### Entries provided
================

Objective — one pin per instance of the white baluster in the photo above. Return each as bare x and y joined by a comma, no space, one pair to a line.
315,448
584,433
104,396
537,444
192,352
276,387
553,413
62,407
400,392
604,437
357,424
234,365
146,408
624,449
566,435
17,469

================

### Exercise details
Rewrite the listing above with "white baluster" changed to "painted spindle" and every other part left the same.

### The reply
Objective — one pin per instance of the painted spindle in the photo above. Return each as bare x and y joined by a comma, no space, one pair to a line.
315,448
584,433
104,396
537,444
192,352
276,387
553,413
62,407
400,392
604,437
357,424
234,365
146,408
624,449
566,435
17,469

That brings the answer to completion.